*Problem statement*: Transcribe every entry precisely, omitting nothing.
>>>>>
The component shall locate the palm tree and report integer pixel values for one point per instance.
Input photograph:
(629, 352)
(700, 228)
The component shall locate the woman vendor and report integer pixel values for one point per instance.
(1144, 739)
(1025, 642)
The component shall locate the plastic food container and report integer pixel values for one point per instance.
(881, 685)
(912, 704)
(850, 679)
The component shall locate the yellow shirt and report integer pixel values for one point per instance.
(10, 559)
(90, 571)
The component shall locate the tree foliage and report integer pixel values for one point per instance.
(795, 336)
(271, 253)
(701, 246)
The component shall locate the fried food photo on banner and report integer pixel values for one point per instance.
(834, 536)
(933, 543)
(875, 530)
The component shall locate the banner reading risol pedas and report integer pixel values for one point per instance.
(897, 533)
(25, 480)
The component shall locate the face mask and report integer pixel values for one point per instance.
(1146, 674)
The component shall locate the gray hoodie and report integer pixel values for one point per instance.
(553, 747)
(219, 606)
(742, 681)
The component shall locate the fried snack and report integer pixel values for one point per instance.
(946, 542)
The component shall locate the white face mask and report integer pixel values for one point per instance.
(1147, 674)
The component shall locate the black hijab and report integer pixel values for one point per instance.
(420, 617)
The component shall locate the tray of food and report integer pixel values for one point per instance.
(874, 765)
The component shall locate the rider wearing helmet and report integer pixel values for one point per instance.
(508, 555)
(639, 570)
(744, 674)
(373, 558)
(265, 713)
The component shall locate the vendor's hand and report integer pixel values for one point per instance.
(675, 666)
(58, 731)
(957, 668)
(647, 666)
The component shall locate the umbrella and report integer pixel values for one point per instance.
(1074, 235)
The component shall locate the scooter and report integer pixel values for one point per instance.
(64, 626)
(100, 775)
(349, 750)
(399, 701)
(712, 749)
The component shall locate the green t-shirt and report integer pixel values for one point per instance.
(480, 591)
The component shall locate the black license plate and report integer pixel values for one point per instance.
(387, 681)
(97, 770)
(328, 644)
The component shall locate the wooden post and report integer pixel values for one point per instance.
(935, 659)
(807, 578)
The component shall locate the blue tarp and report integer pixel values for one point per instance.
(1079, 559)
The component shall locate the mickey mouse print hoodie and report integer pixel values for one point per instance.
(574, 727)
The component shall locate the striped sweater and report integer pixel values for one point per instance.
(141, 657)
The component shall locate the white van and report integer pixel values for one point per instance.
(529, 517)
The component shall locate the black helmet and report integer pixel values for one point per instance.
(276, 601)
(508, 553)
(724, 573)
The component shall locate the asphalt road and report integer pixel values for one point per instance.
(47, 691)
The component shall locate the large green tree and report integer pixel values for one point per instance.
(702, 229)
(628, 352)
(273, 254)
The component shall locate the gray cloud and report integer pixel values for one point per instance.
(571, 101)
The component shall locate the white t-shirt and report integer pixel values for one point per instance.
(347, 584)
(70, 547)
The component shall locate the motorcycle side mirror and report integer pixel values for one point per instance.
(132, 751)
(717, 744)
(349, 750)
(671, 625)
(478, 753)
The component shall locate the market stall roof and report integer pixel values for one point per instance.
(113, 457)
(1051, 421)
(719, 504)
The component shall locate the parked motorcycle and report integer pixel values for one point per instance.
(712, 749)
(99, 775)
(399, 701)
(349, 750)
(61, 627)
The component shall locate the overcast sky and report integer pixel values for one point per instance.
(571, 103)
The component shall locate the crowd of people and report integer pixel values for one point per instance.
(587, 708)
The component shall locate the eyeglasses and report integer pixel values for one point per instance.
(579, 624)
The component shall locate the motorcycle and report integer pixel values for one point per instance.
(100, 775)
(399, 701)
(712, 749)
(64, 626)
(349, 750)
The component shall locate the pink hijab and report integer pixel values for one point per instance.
<<<<<
*Finished exercise*:
The component shall locate the palm tree and report integer pixel values for one point per instance.
Input photograph:
(629, 352)
(700, 228)
The component shall locate the woman vendor and report integer pixel values for one point per instance.
(1144, 739)
(1025, 642)
The component shall locate the plastic food container and report integer pixel values for one point per instance.
(881, 685)
(912, 704)
(850, 679)
The component shall locate the yellow shirt and report integer pixel values for one point per instance.
(10, 559)
(90, 571)
The component shall locate the tree foliage and report integer pixel values for one point per instance.
(795, 336)
(271, 253)
(701, 246)
The component shall locate the fried food photo on banner and report integer pixel values for one point per instance.
(834, 536)
(933, 543)
(875, 530)
The component shall locate the banner reading risol pedas and report integer pixel values for one point per instance.
(897, 533)
(25, 480)
The component shall locate the face mask and report integer pixel values for one point per instance.
(1146, 674)
The component shall locate the gray hoodie and report integer pixel values for one point per instance.
(553, 747)
(219, 606)
(742, 681)
The component shall locate the fried snack and report integer pixel values for one point per instance.
(946, 542)
The component shall locate the white face mask and report integer pixel values for one point per instance.
(1147, 674)
The component shall locate the black hijab and report integer pixel values for one point per instance.
(420, 617)
The component shall locate the tray of food and report integer pixel values for one point per instance.
(874, 765)
The component shall locate the rider wearing helmet and report integer pixel values for one point per instance.
(508, 555)
(639, 570)
(744, 674)
(373, 558)
(265, 713)
The component shall locate the vendor's hand and report integer pixel values for one point per instance.
(675, 666)
(58, 731)
(957, 668)
(647, 666)
The component shall locate the umbrella and report integer pixel values for one point per instance.
(1074, 235)
The component shall locate the scooter and report integer pixel values for one point per instance.
(64, 626)
(100, 775)
(349, 750)
(399, 701)
(712, 749)
The component shall locate the green t-shirt and report integer pixel values for one point per instance.
(480, 591)
The component shall locate the black license plate and report integer pixel values for one point per instance.
(387, 681)
(97, 770)
(328, 644)
The component shall locate the wooden post and report integer pixel values for one point per instance.
(935, 659)
(807, 578)
The component shall locate the blue tarp and report integer pixel values for one point per instance.
(1079, 559)
The component shall locate the mickey mouse print hoodie and report integer pixel values for one point per instance.
(574, 727)
The component shall locate the striped sweater and report integer pixel values for one point per instance.
(141, 657)
The component shall locate the white van and report integer pixel values for one point per instance.
(529, 517)
The component shall locate the black helmet and report integer pixel values for one point per instance.
(276, 601)
(508, 553)
(724, 573)
The component shall locate the asphalt road and report integer pixel values for one point per instance.
(47, 691)
The component shall locate the large green tree and report integer pixel values for one point per instance.
(702, 229)
(628, 352)
(273, 254)
The component shall locate the gray cloud and report integer pixel values for one point per instance.
(571, 101)
The component shall locate the white t-shirt and report integer pixel values for one point per instance.
(347, 584)
(70, 547)
The component shall locate the motorcycle side mirror and report integer pixel values for one point per instance.
(132, 751)
(717, 744)
(349, 750)
(671, 625)
(478, 753)
The component shall locate the market stall roof and report integer pixel values for one point per instance.
(113, 457)
(1051, 421)
(719, 504)
The component shall locate the parked motorcycle and report integer pixel values for one point per instance.
(712, 749)
(99, 775)
(399, 701)
(349, 750)
(61, 627)
The component shall locate the overcast sky and report integer pixel values for one point per instance.
(571, 103)
The component shall locate the crowd of people and report integer pixel values for one point per instance.
(587, 708)
The component shall locate the eyeglasses and report integer pixel values for one point per instance.
(579, 624)
The component shall locate the motorcycle and report integer pixel values for one point per instance.
(100, 775)
(399, 701)
(712, 749)
(64, 626)
(349, 750)
The component shall locate the pink hijab and report integer pixel values for one point per instance.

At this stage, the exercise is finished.